- Reading text
Shortly afterwards, there was a banging on her door.

One of her host's daughters shouted: "Fire, fire is coming, we need to get out!"

She threw a coat at Ms Creeger, who picked up her bag and ran for the exit.

"The hostess called out that she was grabbing her phone and I ran back in to get mine too, while her husband went to turn off the electricity.

"We came out and met in front of the house. There was a sudden gust of wind and I saw the flames rise up to the house," wrote Ms Creeger in a Facebook post on Sunday.

Then, a moment of horror. Ms Creeger, who was visiting Neve Tzuf to attend the barmitzvah of a cousin's son, asked her host's daughters about the location of her relatives' house. The girls pointed to the house saying they were sure everyone had been evacuated.

"At that moment we saw a figure moving about behind the curtains and realised that they were still inside," wrote Ms Creeger.

- Study questions
(1) Answer these questions using the account of the fire.
(a) What did the host's husband go to do?
(b) What occasion brought Ms Creeger to Neve Tzuf?
(c) Where and when did Ms Creeger write about the events?
(2) Resume the account of the fire in Neve Tzuf, continuing on from its last sentence.

- Stored data entries

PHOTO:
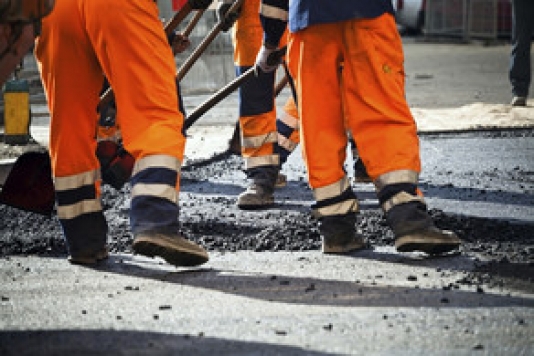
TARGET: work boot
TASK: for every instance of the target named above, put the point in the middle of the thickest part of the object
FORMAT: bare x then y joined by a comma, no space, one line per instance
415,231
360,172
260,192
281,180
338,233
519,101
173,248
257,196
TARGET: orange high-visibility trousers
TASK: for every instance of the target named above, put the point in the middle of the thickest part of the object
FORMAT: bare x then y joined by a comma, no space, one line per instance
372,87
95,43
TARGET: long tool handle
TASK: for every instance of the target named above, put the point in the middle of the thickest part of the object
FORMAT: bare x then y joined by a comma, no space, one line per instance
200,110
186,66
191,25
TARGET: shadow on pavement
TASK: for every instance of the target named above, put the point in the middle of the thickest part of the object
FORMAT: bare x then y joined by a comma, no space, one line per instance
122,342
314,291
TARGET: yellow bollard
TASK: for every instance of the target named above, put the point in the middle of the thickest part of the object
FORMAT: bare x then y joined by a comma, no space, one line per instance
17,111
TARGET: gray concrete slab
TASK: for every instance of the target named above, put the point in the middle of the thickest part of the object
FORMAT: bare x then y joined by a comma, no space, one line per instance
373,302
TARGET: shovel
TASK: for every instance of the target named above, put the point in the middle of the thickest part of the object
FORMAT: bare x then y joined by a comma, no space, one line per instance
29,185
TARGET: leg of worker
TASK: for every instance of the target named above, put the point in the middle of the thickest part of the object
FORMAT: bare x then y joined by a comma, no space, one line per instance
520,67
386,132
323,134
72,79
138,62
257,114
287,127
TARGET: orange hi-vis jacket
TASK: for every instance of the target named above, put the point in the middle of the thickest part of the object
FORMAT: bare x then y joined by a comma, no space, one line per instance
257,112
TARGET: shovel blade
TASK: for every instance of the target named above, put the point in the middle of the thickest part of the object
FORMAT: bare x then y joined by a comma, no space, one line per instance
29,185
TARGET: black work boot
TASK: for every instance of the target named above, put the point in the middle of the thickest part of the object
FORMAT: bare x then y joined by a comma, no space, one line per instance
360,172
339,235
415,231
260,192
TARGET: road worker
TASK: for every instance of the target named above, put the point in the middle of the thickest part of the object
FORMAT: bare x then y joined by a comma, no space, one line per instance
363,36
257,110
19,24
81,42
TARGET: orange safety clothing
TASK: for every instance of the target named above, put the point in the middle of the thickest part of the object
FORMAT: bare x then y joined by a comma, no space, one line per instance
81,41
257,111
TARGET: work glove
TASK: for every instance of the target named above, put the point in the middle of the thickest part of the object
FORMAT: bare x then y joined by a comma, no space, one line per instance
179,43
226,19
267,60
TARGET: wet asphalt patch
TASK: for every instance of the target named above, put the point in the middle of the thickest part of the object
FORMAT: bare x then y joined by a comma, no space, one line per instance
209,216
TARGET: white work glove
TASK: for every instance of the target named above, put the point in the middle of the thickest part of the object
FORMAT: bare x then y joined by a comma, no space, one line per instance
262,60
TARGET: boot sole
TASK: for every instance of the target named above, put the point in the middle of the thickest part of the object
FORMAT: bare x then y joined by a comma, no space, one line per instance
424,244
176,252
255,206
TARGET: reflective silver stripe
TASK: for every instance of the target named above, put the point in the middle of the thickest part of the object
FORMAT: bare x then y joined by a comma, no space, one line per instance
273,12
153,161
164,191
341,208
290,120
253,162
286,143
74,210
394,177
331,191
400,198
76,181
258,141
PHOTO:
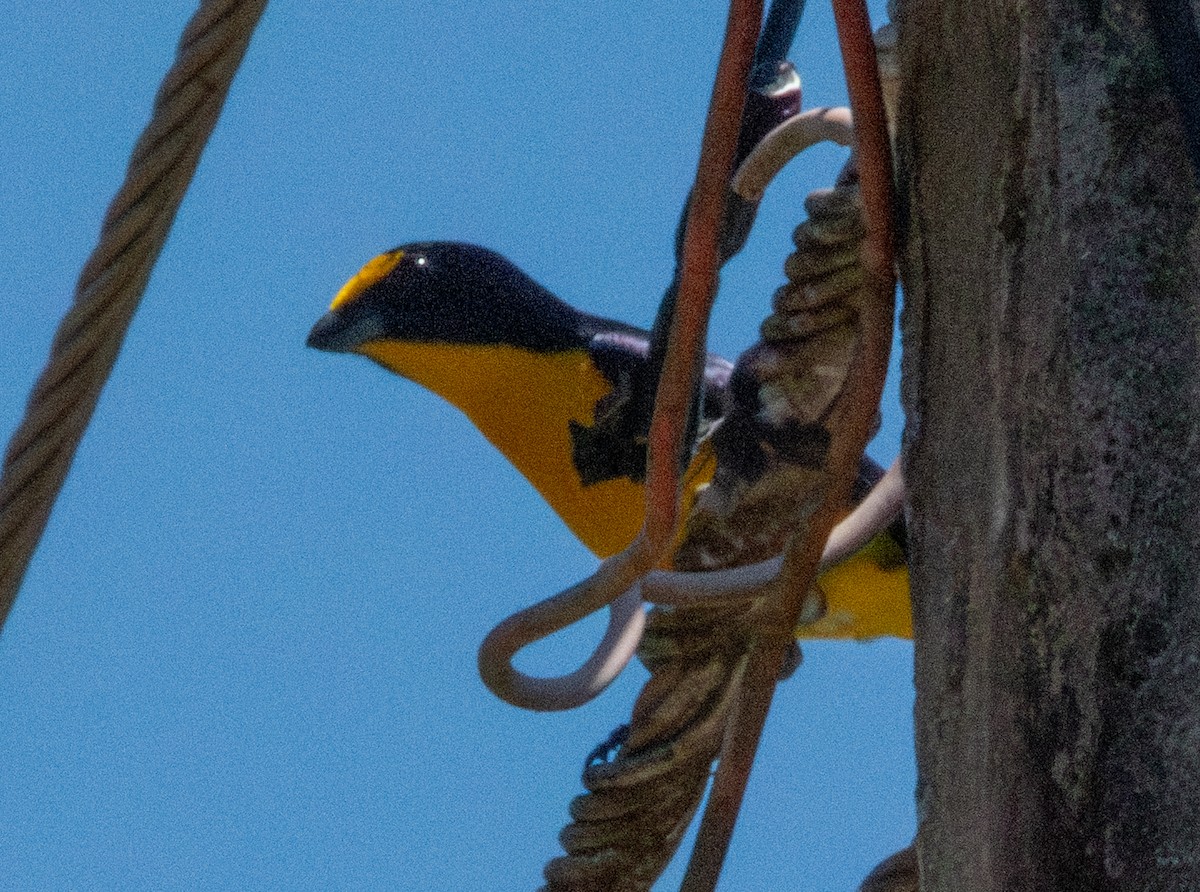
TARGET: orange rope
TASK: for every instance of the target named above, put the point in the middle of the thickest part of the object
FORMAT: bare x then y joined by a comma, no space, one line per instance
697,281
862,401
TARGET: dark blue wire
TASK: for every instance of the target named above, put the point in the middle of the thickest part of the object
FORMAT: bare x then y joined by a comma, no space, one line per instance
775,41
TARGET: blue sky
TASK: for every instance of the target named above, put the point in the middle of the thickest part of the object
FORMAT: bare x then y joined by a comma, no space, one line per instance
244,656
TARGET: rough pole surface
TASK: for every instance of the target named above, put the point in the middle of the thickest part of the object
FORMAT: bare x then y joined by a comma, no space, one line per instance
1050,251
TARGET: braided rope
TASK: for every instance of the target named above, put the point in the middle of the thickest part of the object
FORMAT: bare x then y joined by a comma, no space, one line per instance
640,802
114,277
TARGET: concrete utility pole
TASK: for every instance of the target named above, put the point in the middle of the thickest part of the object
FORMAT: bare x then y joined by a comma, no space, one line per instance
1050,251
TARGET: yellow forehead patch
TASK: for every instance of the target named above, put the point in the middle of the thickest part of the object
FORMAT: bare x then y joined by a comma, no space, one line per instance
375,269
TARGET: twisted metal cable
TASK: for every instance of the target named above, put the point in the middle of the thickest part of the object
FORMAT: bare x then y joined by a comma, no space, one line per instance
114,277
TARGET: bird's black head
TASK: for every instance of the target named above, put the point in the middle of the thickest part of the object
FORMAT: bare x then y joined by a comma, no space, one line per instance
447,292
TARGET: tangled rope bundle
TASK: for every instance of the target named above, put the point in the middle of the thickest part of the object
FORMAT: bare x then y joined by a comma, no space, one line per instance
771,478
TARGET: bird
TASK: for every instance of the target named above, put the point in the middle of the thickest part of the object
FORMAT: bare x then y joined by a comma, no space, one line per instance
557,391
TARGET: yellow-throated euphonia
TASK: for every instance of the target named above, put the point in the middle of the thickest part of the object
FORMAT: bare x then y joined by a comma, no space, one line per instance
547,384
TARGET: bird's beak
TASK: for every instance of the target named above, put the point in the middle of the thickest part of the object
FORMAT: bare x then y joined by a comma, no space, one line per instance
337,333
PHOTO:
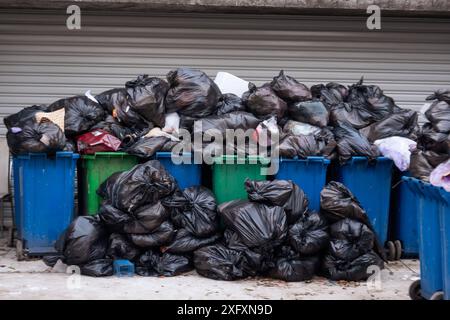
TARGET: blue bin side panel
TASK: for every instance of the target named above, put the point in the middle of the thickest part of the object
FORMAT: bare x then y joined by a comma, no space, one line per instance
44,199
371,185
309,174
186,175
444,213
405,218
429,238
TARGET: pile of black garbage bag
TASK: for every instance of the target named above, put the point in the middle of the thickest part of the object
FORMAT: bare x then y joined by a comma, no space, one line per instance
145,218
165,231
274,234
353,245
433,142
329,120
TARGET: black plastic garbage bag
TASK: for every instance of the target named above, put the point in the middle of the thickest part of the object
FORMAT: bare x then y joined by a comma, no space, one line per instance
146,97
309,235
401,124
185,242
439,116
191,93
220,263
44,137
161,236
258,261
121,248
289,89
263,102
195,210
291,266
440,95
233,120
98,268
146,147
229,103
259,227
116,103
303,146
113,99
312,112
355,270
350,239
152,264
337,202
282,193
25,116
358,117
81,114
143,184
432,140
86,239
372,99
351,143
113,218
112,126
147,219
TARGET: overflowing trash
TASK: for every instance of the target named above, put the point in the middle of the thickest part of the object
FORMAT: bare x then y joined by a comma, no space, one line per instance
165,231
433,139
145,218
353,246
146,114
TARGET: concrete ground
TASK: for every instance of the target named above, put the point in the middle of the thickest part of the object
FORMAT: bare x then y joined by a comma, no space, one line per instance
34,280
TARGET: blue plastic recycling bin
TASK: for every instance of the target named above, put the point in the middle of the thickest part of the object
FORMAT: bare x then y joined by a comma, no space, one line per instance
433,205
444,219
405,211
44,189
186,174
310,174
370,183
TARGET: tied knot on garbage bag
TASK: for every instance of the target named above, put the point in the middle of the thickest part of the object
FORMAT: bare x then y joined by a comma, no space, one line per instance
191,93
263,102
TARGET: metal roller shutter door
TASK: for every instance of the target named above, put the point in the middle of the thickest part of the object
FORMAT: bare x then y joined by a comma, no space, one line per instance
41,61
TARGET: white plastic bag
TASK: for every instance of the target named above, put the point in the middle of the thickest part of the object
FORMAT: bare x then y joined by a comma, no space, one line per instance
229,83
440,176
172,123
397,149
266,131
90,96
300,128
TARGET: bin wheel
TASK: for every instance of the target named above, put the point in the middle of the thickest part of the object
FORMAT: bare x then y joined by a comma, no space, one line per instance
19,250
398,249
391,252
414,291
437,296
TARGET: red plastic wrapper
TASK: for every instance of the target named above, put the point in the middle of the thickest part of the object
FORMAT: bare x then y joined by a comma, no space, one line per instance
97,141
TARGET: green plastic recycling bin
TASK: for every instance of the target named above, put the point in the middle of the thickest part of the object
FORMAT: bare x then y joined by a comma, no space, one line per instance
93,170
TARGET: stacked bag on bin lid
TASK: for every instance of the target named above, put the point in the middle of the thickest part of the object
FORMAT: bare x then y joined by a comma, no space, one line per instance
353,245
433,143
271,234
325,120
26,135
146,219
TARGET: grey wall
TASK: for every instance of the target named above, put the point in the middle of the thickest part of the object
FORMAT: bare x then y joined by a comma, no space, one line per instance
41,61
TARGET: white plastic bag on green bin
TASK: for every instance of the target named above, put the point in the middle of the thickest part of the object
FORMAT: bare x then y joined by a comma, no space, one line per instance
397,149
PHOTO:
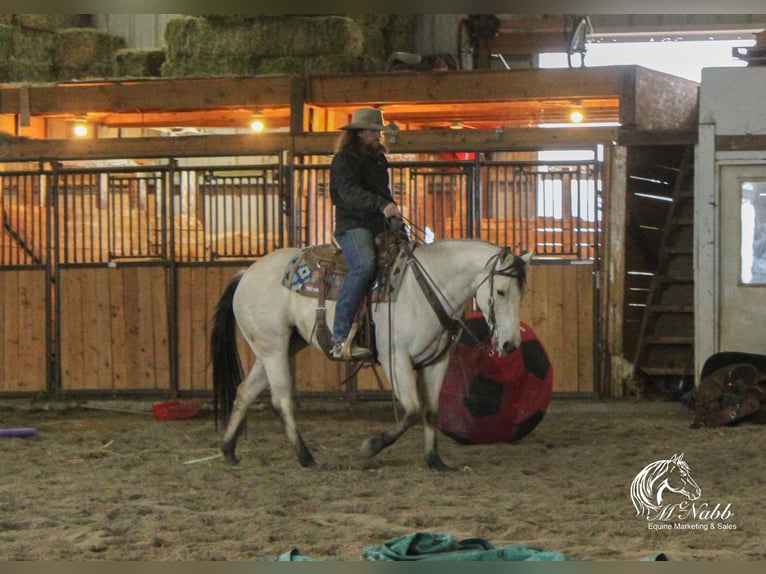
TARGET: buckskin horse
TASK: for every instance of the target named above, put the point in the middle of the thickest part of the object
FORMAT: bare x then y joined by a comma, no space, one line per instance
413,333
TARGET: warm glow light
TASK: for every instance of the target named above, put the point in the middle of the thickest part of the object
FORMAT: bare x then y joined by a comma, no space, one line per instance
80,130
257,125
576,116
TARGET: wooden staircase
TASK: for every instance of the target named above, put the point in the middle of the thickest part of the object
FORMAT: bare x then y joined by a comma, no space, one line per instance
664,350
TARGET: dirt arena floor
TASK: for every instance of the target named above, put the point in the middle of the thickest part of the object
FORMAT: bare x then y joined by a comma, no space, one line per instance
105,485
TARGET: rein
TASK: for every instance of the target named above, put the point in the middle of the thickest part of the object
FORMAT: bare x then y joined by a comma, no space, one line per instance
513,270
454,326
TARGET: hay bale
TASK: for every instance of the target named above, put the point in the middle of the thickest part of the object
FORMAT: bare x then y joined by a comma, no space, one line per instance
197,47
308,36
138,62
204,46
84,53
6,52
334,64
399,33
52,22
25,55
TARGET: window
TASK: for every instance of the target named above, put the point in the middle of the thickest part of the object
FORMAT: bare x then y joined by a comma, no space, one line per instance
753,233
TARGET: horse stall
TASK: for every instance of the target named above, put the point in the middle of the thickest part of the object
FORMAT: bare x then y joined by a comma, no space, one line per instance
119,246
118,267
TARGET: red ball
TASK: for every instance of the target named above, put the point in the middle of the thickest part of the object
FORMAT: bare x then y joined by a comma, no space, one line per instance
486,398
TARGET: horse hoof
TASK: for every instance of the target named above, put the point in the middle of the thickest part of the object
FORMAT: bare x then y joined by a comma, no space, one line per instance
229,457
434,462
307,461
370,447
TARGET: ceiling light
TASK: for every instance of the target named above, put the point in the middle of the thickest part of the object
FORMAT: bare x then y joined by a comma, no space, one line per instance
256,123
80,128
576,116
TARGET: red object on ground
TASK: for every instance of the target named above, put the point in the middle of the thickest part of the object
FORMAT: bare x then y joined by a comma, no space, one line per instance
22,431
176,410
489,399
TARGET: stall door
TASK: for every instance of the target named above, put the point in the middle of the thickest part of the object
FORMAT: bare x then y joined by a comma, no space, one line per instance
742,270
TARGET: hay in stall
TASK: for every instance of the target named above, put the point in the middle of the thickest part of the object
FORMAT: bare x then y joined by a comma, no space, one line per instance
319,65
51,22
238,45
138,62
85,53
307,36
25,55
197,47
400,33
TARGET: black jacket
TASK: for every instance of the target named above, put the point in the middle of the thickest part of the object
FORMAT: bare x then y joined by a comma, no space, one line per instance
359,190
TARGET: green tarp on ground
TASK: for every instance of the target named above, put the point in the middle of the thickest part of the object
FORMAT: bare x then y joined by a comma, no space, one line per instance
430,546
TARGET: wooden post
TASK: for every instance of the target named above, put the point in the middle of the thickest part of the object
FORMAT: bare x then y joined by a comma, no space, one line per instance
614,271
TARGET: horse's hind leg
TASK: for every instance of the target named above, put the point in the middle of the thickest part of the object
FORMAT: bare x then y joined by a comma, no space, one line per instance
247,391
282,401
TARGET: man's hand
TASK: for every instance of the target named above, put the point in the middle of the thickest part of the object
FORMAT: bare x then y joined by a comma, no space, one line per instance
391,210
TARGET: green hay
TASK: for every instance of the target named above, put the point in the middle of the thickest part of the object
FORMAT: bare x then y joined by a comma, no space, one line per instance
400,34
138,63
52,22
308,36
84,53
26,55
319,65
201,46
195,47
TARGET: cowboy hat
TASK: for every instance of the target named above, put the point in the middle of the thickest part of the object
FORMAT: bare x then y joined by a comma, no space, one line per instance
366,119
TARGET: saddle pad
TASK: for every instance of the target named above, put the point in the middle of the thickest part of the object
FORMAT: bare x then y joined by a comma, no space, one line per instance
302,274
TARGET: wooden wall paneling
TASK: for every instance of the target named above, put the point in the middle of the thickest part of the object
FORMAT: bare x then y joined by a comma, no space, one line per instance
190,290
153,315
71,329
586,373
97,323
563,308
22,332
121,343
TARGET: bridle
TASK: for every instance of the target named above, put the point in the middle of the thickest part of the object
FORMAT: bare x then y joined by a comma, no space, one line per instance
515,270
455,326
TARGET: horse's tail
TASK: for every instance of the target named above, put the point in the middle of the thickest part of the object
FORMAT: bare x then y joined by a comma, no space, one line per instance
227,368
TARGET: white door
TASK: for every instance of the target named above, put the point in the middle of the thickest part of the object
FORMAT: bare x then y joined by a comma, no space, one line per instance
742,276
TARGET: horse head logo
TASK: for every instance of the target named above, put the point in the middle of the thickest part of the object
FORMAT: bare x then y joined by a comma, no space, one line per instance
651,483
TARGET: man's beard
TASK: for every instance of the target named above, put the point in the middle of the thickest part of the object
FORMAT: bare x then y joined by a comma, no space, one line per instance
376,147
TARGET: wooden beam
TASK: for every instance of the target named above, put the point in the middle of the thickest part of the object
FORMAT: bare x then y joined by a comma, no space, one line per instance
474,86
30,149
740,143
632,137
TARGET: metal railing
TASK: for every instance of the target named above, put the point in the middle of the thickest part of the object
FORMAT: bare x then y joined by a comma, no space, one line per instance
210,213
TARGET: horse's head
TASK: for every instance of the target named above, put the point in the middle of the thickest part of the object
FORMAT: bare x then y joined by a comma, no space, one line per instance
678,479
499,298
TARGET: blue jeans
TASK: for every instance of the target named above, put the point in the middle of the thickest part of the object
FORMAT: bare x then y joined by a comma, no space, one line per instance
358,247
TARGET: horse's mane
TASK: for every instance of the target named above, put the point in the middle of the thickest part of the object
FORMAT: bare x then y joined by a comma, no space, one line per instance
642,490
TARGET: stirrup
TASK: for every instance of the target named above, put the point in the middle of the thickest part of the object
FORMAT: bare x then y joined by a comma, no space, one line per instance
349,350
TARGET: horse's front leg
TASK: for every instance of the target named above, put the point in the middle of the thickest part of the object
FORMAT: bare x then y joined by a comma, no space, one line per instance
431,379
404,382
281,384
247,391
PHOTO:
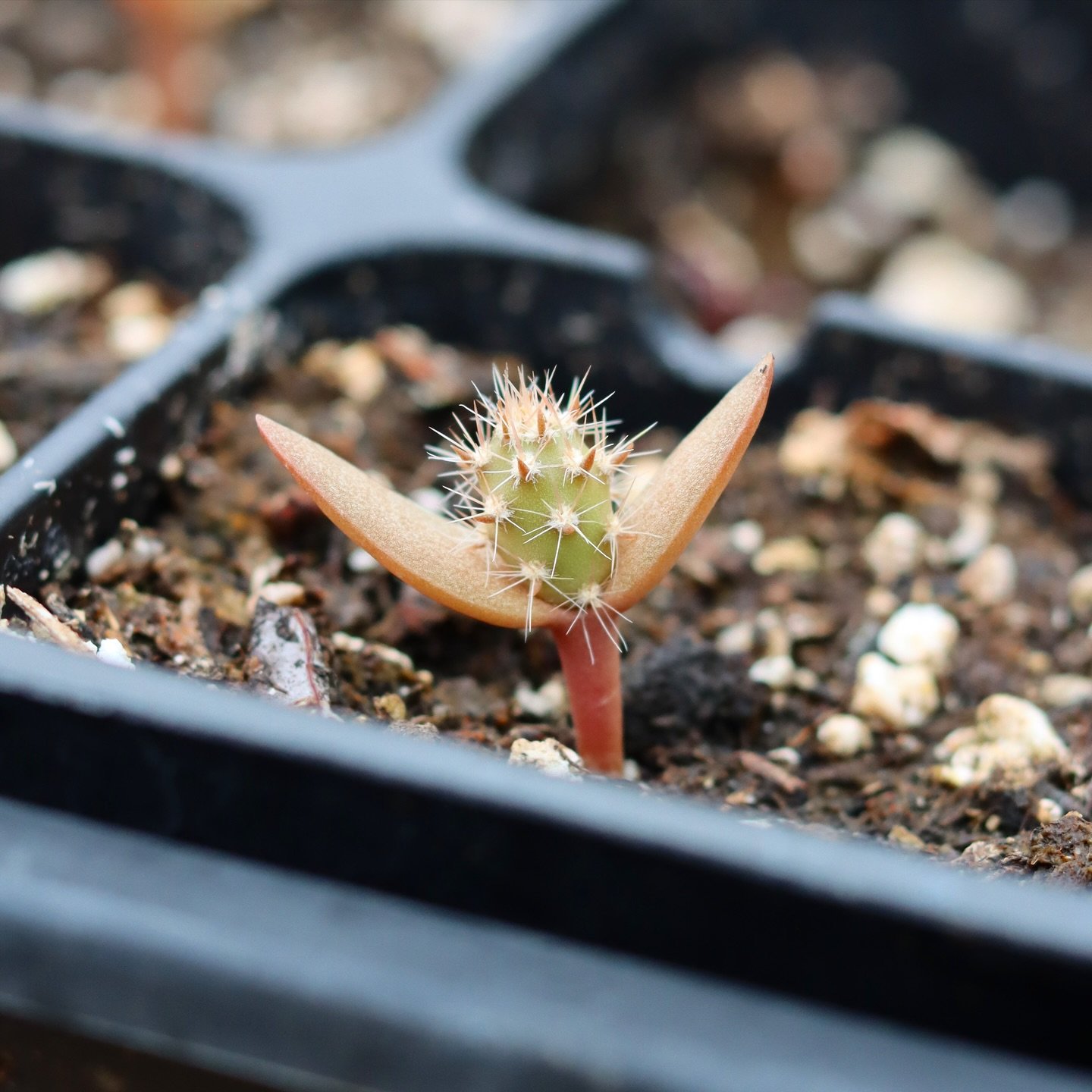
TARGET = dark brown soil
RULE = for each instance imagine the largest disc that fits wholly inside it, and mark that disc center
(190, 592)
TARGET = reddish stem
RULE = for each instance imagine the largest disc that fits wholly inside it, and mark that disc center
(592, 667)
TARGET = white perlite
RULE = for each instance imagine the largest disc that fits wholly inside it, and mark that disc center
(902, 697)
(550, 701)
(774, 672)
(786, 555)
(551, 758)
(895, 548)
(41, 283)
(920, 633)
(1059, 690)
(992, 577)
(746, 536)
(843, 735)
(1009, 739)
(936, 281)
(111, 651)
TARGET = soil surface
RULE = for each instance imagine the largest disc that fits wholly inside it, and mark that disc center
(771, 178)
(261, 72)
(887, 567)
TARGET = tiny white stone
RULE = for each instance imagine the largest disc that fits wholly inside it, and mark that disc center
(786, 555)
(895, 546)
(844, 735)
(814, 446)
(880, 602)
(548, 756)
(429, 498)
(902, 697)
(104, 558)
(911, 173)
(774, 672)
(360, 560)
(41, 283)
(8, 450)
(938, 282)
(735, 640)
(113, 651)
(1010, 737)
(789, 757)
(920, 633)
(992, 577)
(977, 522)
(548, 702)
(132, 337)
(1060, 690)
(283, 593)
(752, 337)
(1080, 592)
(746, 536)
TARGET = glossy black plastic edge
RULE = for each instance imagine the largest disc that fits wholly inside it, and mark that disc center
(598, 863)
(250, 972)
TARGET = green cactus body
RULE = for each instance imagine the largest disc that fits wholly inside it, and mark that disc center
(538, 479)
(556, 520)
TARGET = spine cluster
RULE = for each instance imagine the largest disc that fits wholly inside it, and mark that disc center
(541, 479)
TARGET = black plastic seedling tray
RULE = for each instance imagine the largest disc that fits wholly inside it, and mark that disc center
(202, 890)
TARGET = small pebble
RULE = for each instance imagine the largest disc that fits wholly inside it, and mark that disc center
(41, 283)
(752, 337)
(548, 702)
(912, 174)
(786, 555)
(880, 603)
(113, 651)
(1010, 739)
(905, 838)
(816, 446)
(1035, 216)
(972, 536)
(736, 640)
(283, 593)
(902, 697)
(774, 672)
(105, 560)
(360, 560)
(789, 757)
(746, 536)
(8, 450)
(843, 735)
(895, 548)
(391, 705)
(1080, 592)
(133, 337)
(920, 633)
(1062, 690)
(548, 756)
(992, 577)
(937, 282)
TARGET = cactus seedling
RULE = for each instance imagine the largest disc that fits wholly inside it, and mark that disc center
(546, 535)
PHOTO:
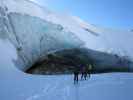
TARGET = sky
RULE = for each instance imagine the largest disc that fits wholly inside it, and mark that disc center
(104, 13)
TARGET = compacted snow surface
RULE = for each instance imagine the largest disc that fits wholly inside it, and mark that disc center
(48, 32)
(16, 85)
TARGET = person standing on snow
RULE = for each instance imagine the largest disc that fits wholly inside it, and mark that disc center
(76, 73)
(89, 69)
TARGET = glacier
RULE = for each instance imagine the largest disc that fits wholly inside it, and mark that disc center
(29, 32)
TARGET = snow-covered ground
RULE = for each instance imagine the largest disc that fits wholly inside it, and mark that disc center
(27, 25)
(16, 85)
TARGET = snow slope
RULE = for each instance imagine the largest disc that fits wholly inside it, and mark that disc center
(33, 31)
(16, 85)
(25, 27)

- Responses by item number
(1)
(a) He went to turn off the electricity.
(b) The barmitzvah of a cousin's son.
(c) In a Facebook post on Sunday.

(2)
"The girls ran in to make them hurry and there was another gust of wind, and what I can only describe as a wall of fire rose up further down the road. I began to scream: 'the fire's here, get out, run!'

"My relatives and their host family ran out in their pyjamas, shoes and coats - there was no time for them to bring anything.

"We began to run towards the exit of the village, literally trying to out-run the flames and smoke. Those community members who had managed to get their cars were stopping and offering lifts to whoever they could fit in. Others were shouting that they were looking for their kids or their spouse. Someone had two seats so we sent our young cousins into that car. We continued to run and eventually another car offered the three of us places."

Ms Creeger, a former Hasmonean pupil who is a playwright, director and comedy performer based in the UK, was eventually reunited with her cousins who had been safely evacuated to a nearby village.

According to Benjamin Reisman, Ms Creeger's cousin, whose son was barmitzvah the day after the fire struck, 15 houses in his West Bank settlement were burnt down - but nobody was injured.

Ms Creeger added the experience had been "incredibly traumatic", although she was "so grateful to be alive and well, and to have been with family.

"I will never forget the kindness shown to us, especially from my host family who had to worry about a stranger as well as their children."

Meanwhile, in Haifa, charity director Shimon Sabag had to take emergency action to save several elderly people as flames licked close to their homes.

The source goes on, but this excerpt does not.